- EXERCISE AIM:
Provide the data again exactly, including every line that follows.

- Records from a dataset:
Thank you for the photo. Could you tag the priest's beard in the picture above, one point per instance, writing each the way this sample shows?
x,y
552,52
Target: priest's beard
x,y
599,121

- SOLUTION TO THIS TASK:
Thank you for the photo. Could you tag the priest's beard in the picture above, one point per instance, writing each the way this sample shows?
x,y
552,52
Target: priest's beard
x,y
599,121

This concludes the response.